#### LISTED ENTRIES:
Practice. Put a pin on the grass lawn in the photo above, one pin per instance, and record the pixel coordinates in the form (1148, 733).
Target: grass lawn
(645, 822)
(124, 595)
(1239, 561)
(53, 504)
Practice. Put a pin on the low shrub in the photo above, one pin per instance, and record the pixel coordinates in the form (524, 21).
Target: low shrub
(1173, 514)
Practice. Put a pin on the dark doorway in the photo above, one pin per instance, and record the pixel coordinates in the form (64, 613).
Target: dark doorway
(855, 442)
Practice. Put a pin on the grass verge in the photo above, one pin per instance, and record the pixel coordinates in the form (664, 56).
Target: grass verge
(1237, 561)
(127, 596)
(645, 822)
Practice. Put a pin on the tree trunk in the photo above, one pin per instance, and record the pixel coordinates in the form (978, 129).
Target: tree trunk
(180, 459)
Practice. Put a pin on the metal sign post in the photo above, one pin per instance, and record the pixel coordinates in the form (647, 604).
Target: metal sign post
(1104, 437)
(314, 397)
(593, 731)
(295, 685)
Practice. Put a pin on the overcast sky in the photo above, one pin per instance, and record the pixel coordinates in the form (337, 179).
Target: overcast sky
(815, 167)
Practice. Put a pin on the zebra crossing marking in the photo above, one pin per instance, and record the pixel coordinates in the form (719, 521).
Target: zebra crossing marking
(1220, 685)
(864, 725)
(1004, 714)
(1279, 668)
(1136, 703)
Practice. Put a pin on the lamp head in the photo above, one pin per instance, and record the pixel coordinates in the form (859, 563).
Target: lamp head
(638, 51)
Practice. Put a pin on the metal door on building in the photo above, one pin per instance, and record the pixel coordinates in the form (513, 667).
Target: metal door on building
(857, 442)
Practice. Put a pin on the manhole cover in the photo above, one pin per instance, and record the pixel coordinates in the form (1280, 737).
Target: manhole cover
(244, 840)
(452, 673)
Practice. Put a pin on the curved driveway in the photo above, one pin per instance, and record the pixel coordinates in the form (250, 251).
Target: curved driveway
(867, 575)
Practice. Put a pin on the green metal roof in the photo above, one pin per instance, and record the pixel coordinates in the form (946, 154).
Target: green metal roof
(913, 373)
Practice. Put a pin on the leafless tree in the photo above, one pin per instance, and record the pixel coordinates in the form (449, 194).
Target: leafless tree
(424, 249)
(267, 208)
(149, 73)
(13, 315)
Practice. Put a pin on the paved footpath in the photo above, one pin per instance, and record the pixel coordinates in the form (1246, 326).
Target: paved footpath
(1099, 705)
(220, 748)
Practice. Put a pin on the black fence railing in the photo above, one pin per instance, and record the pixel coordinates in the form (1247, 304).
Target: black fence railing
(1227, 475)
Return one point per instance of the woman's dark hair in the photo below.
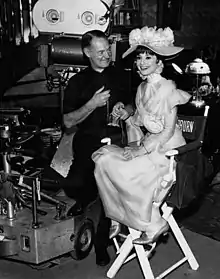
(88, 36)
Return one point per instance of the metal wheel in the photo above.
(83, 240)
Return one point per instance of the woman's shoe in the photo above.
(114, 230)
(146, 239)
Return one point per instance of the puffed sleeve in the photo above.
(168, 97)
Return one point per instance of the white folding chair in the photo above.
(124, 249)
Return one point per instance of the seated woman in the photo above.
(130, 179)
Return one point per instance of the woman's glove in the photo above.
(132, 152)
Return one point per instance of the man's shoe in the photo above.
(75, 210)
(102, 258)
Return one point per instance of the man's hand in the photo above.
(119, 111)
(100, 98)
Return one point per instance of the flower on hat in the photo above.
(151, 36)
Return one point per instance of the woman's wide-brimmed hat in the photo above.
(160, 41)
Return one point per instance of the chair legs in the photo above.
(183, 243)
(124, 251)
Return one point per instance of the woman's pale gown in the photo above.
(128, 188)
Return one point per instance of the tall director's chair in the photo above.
(193, 128)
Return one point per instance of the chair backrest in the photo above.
(193, 127)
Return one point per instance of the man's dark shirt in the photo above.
(83, 86)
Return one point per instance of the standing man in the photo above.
(89, 95)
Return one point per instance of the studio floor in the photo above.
(206, 250)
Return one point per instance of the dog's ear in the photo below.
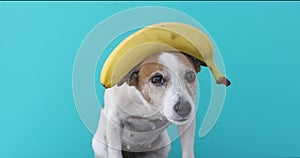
(131, 78)
(197, 63)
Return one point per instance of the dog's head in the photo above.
(168, 82)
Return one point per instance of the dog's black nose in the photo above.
(183, 108)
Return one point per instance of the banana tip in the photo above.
(223, 80)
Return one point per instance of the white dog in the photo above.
(159, 91)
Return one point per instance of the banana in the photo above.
(169, 36)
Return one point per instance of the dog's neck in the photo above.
(130, 101)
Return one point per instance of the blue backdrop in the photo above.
(259, 43)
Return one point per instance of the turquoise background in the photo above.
(259, 43)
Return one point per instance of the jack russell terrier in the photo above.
(136, 112)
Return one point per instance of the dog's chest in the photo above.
(141, 132)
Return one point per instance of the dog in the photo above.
(159, 91)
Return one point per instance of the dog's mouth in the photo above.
(180, 120)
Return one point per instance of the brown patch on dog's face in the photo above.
(146, 73)
(165, 79)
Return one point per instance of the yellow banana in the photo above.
(169, 36)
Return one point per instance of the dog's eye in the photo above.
(190, 76)
(157, 80)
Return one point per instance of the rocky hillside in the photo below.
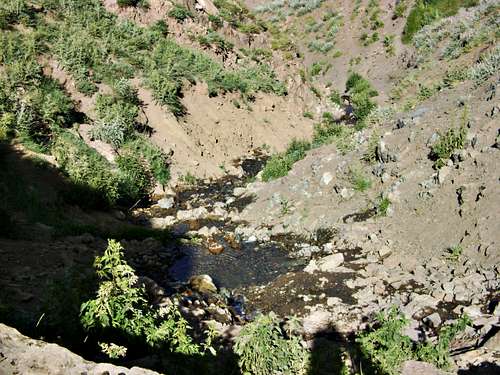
(294, 187)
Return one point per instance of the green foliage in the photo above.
(135, 180)
(308, 115)
(425, 12)
(115, 120)
(439, 353)
(383, 205)
(280, 164)
(188, 179)
(488, 66)
(359, 181)
(335, 97)
(216, 21)
(180, 13)
(386, 347)
(156, 160)
(361, 93)
(94, 181)
(454, 253)
(389, 45)
(121, 305)
(264, 348)
(453, 139)
(126, 3)
(400, 9)
(212, 39)
(330, 132)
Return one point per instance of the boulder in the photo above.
(202, 284)
(420, 368)
(22, 355)
(330, 263)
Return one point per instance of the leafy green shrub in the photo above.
(361, 93)
(157, 161)
(359, 181)
(441, 151)
(116, 117)
(280, 164)
(135, 180)
(383, 204)
(95, 183)
(335, 97)
(387, 348)
(264, 348)
(439, 353)
(216, 21)
(425, 12)
(221, 45)
(400, 9)
(454, 253)
(122, 306)
(180, 13)
(126, 3)
(487, 67)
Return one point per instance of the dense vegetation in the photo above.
(425, 12)
(94, 47)
(328, 130)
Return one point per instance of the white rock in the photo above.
(443, 173)
(194, 214)
(384, 251)
(166, 203)
(239, 191)
(317, 321)
(311, 267)
(333, 301)
(434, 319)
(330, 262)
(326, 179)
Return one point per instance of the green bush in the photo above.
(180, 13)
(280, 164)
(264, 348)
(361, 93)
(453, 139)
(359, 181)
(136, 181)
(126, 3)
(424, 12)
(94, 182)
(116, 117)
(157, 161)
(387, 348)
(122, 306)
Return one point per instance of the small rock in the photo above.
(443, 173)
(333, 301)
(311, 267)
(239, 191)
(473, 311)
(317, 321)
(202, 284)
(384, 252)
(166, 203)
(330, 262)
(326, 179)
(420, 368)
(434, 320)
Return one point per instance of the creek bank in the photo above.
(335, 279)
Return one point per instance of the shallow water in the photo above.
(251, 265)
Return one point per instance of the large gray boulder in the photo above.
(21, 355)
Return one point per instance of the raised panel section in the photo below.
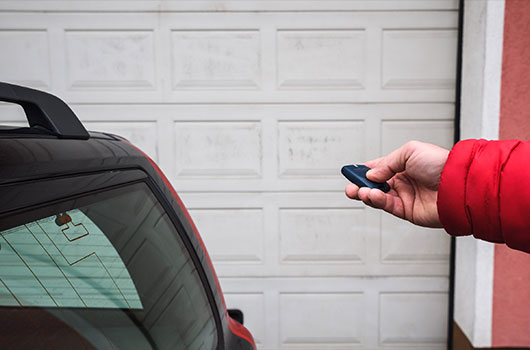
(329, 59)
(319, 148)
(102, 59)
(234, 235)
(327, 320)
(397, 132)
(403, 241)
(142, 134)
(216, 59)
(316, 235)
(412, 318)
(25, 57)
(419, 58)
(253, 307)
(218, 148)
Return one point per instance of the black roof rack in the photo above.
(45, 111)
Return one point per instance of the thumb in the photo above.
(390, 165)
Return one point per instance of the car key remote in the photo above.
(356, 173)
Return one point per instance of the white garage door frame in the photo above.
(254, 141)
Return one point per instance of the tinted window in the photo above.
(105, 270)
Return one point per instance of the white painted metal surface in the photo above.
(481, 97)
(251, 115)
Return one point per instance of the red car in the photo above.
(96, 249)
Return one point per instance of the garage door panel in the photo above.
(254, 313)
(99, 59)
(395, 133)
(312, 234)
(26, 59)
(234, 235)
(377, 313)
(419, 58)
(251, 113)
(214, 59)
(318, 148)
(309, 235)
(430, 245)
(217, 149)
(408, 318)
(325, 59)
(335, 318)
(276, 56)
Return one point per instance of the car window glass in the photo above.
(105, 270)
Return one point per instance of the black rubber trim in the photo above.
(44, 111)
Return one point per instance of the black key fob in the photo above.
(357, 175)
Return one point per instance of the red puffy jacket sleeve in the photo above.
(485, 191)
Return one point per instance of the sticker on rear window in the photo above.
(63, 261)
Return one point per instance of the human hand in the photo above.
(413, 173)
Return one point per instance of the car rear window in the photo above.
(103, 270)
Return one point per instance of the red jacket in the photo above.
(485, 191)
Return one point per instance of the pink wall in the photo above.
(511, 281)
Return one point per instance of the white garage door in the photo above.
(251, 108)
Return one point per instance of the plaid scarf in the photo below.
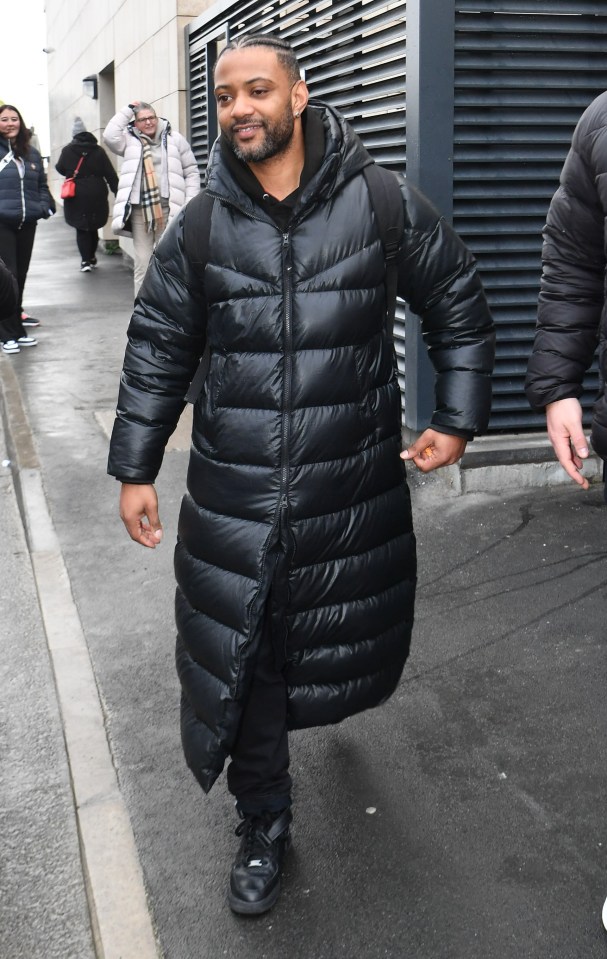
(150, 192)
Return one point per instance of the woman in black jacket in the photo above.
(88, 210)
(24, 199)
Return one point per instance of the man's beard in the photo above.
(278, 135)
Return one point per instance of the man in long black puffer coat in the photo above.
(295, 559)
(572, 313)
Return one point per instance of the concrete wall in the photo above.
(136, 48)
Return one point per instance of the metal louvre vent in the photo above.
(523, 76)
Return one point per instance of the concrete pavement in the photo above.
(464, 819)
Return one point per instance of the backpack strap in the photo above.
(197, 230)
(387, 203)
(78, 165)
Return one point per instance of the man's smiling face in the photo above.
(254, 97)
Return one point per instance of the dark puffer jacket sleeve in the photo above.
(573, 259)
(439, 280)
(161, 357)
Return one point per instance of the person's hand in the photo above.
(434, 449)
(139, 513)
(564, 424)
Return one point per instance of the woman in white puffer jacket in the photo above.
(150, 193)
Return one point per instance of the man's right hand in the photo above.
(139, 513)
(564, 423)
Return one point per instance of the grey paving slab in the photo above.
(43, 908)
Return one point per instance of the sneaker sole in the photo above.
(244, 908)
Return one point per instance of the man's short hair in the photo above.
(143, 106)
(283, 50)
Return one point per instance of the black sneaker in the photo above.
(255, 876)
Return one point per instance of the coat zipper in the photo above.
(287, 273)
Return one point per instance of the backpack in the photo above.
(386, 200)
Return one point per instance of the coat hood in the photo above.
(345, 156)
(84, 139)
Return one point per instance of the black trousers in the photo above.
(16, 247)
(87, 241)
(258, 774)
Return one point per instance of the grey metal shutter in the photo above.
(524, 74)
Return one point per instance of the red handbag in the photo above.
(68, 187)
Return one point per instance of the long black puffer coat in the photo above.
(89, 208)
(572, 313)
(24, 200)
(297, 433)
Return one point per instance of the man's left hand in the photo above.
(434, 449)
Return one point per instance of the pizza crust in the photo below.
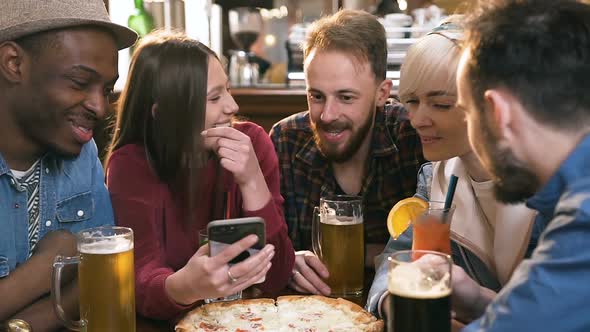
(291, 313)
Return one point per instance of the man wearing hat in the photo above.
(58, 66)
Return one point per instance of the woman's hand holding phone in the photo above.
(211, 277)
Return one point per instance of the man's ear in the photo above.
(383, 92)
(498, 105)
(11, 61)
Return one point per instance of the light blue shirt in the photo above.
(551, 290)
(73, 197)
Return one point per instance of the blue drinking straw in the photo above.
(451, 192)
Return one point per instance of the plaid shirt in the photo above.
(395, 158)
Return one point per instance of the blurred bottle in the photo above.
(141, 21)
(18, 325)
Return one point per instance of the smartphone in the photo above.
(223, 233)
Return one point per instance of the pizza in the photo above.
(293, 313)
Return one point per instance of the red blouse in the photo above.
(163, 242)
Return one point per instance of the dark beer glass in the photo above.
(420, 291)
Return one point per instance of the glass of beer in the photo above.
(106, 280)
(420, 291)
(338, 241)
(432, 229)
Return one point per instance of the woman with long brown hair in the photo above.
(178, 161)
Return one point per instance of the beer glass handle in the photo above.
(58, 265)
(316, 236)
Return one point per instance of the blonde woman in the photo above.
(489, 238)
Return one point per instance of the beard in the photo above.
(514, 182)
(331, 151)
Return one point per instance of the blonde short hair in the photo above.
(431, 63)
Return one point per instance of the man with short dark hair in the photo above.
(58, 66)
(523, 82)
(350, 142)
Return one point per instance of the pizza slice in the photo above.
(234, 316)
(318, 313)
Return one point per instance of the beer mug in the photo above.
(338, 241)
(420, 289)
(106, 280)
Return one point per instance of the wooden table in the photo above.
(149, 325)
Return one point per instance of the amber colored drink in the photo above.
(106, 280)
(343, 253)
(430, 233)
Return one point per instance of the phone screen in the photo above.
(223, 234)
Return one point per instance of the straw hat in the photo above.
(19, 18)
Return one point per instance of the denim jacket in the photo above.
(549, 291)
(73, 197)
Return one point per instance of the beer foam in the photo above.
(106, 246)
(341, 220)
(408, 280)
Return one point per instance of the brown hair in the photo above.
(168, 70)
(352, 31)
(539, 50)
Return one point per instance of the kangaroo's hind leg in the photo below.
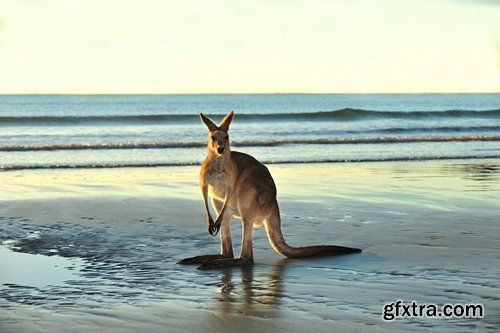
(225, 237)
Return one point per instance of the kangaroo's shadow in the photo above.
(252, 290)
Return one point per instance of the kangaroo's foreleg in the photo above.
(212, 230)
(246, 255)
(225, 235)
(218, 222)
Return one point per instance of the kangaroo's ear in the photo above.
(224, 124)
(209, 123)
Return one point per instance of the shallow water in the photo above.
(429, 233)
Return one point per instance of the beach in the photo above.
(97, 249)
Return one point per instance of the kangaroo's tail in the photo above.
(275, 236)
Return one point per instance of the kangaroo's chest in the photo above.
(218, 176)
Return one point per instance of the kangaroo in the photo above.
(242, 187)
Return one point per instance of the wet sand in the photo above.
(86, 250)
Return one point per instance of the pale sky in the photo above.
(252, 46)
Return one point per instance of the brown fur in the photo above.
(242, 187)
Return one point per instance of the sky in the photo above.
(257, 46)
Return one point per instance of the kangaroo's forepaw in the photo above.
(214, 227)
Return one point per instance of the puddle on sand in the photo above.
(36, 270)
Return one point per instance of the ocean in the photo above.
(105, 131)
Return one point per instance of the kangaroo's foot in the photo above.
(225, 262)
(201, 259)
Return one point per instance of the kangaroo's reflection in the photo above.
(251, 290)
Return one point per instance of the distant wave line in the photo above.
(346, 114)
(6, 168)
(249, 143)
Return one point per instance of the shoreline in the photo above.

#### WHAT YOU SHOULD DO:
Having output the line that contains "Practice. Put a pin on the metal sign", stop. Every line before it, back to the first line of the data, must be reproduced exactly.

#### SOLUTION TO THIS EXERCISE:
Practice. Put a pin on the grass lawn in the photo above, one pin per instance, and record the pixel coordinates in the form (1148, 733).
Target: grass lawn
(645, 822)
(124, 595)
(1239, 561)
(53, 504)
Practice. Put a pin on the low shrub in the photo above, one pin per instance, and record the pixel coordinates in the form (524, 21).
Target: low shrub
(1173, 514)
Practice. Put a pin on the dark doorway in the photo above, one pin per instance, and record the pixel coordinates in the form (64, 613).
Target: dark doorway
(855, 442)
Practice. Put a pin on the grass verge in the photo above, one pin per instance, and record the pixel coordinates in the form (664, 56).
Target: grass verge
(1237, 561)
(127, 596)
(645, 822)
Practice. Put a pin on the tree trunk in the photo above, one pin per instance, and record the pixel coordinates in the form (978, 129).
Target: tree trunk
(180, 459)
Practice. Put a pin on the metal sign post in the photo above, one pin per instance, and record the pixel coordinates in the form (647, 604).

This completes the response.